Work instruction
Reproduce the material word for word, from the line containing "An <instance> block" through the line containing "positive clicks: (359, 111)".

Provided data
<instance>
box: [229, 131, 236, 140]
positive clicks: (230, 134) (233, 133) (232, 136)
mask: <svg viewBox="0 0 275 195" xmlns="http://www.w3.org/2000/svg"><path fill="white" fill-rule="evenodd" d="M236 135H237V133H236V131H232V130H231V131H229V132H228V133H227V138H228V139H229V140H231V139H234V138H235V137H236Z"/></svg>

==

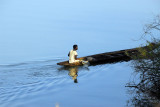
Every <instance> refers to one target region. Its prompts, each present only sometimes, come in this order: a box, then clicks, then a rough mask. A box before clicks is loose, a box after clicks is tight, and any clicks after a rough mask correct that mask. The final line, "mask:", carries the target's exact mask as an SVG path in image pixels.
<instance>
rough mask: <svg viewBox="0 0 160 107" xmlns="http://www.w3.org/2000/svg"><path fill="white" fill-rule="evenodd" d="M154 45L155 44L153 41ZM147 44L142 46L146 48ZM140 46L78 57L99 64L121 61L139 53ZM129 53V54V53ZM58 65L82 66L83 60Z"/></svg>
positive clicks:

--

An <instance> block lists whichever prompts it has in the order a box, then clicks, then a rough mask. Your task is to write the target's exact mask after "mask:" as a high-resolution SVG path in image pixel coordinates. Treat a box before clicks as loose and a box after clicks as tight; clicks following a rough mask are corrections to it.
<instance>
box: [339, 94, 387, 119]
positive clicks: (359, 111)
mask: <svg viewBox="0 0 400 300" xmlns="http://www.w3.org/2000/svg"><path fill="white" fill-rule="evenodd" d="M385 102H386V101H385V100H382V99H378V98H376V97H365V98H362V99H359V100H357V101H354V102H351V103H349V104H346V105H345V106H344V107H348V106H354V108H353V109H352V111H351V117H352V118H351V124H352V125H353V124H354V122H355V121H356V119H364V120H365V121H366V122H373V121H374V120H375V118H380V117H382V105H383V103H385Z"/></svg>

Result
An <instance> block lists whichever prompts it has in the order a box, then clicks, then a rough mask. Your task is to write the target's exact mask after "mask:" as a high-resolution SVG path in image pixel coordinates. Treat a box before clicks as loose and a box after clicks as tight; clicks following a rough mask are corrections to it.
<instance>
box: [339, 94, 387, 119]
positive clicks: (359, 111)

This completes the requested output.